[What you are asked to do] Reproduce all the entries exactly.
_____
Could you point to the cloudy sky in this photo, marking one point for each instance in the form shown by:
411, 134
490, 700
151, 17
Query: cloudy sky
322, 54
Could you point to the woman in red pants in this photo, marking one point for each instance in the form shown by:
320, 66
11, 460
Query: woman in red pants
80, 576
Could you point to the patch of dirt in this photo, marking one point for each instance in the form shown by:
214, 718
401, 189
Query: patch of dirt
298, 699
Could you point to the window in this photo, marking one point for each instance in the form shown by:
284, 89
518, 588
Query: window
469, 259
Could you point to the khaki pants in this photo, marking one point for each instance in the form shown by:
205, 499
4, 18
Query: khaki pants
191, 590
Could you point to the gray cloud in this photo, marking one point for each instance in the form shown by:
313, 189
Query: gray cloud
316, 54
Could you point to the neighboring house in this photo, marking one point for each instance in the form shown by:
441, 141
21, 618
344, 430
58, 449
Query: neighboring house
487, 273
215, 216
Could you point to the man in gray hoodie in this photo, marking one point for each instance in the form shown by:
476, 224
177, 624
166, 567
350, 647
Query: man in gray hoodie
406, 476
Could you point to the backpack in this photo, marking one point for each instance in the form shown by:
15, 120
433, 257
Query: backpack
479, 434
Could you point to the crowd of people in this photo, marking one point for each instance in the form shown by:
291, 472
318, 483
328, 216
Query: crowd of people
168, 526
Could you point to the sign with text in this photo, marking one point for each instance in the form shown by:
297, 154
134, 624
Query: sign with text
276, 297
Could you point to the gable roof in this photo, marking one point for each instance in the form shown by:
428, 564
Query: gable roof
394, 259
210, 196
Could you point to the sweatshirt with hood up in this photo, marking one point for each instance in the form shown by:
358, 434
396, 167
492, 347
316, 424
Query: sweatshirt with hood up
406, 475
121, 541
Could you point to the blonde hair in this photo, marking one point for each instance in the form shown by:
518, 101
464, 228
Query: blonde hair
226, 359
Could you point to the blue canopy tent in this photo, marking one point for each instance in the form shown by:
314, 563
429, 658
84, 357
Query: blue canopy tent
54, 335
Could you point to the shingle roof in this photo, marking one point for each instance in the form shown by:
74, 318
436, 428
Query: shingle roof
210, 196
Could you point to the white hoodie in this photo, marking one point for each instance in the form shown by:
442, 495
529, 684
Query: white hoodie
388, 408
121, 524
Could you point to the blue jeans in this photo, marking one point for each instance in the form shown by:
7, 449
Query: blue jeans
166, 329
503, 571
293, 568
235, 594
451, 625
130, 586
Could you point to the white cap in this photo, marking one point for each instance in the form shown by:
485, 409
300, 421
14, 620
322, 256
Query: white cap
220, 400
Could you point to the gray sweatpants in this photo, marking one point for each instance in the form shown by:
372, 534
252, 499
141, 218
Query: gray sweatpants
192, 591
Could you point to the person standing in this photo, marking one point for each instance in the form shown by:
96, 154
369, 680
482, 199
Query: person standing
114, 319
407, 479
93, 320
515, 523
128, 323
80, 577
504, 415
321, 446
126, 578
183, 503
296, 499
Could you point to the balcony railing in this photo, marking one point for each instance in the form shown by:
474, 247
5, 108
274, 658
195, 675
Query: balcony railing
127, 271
_____
[Task output]
Could you point to the cloudy sky in this photo, marking one point for each instance in the form shown by:
411, 134
490, 700
151, 17
Query: cloudy sky
322, 54
Could you point to the woman in red pants in this photo, marking one point for each instance in the form shown by:
320, 66
11, 460
Query: woman in red pants
80, 576
Could you point to the patch of dirt in this photo, marking one point for each instance in the form shown by:
214, 718
401, 189
Query: patch of dirt
298, 699
Could you point to the window in this photo, marking one point for each instance in the form shown by:
284, 89
518, 588
Query: window
469, 259
Could you point to the khaki pants in this photo, marking one point for each instance in the form shown by:
205, 499
4, 18
Query: khaki pants
191, 590
Could you point to the gray cloud in this photo, marking one point for each instance in the form shown by:
313, 189
Query: gray cloud
316, 54
Could you point to the neighboring house in this photo, marking one point for each instance in the form shown by:
441, 141
21, 618
344, 430
58, 449
Query: neighboring house
487, 273
215, 216
Could you point to the man in gray hoodie in this photo, marking one point for each instance in the form shown by:
476, 224
177, 624
166, 567
350, 647
Query: man in gray hoodie
406, 476
Could you point to the backpack in this photo, marking one point for each instance in the form shown by:
15, 120
433, 257
Query: backpack
479, 434
Could you point to the crowd of people in this photo, marking one point for each instance in the form shown by:
291, 472
318, 483
328, 216
Query: crowd of people
168, 526
Could you point to the sign with text in this photo, marking one point for each instance in the form shown by:
297, 154
134, 624
Query: sign with text
276, 297
Could you point to the gable roof in this photo, marking one point for each instance in the form shown by:
428, 564
Query: gable roof
394, 259
210, 196
Could you point to the sweatshirt with hood up in this photo, marking one point for each instance in the form shown by:
358, 434
396, 167
492, 347
316, 424
Query: sweatshirt with hood up
406, 475
121, 541
Could you point to the blonde hair in this photo, marking one point for each instance in the form shown by:
518, 101
464, 228
Query: blonde hair
226, 359
Could you point to the blue canopy tent in this photo, marking one point for each instance in the form shown by:
314, 563
429, 658
84, 357
Query: blue canopy tent
54, 335
Could you point to the shingle roof in this photo, marking one point for each instance in the form shown by:
74, 318
436, 428
Query: shingle roof
210, 196
Could you point to the white hoodie in this photo, marking one point for each instance in the form shown by:
442, 495
529, 684
Query: white hoodie
388, 408
121, 524
Could you point to the blue jeans in this photo, marking one point for each instance in the form shown by:
7, 449
Query: blue jeans
166, 329
503, 571
293, 568
235, 594
451, 625
130, 586
Could you point to the white cap in this photo, marking one point for each instance in the form shown by:
485, 409
300, 421
14, 620
322, 256
Query: white cap
220, 400
Could you point to the gray sweatpants in this photo, marking one point for each instance in the form shown by:
372, 534
252, 499
141, 218
Query: gray sweatpants
192, 591
Could you point to the person standing in this photo, marking one point for each instance in the form shown by:
96, 154
369, 680
482, 199
Query: person standing
114, 319
407, 479
93, 320
515, 523
128, 323
80, 577
504, 415
321, 446
126, 578
183, 503
296, 499
Could you point to the balcony railing in this photo, marking one point for each instance in the form shown by:
474, 247
5, 108
274, 658
195, 675
Query: balcony railing
127, 271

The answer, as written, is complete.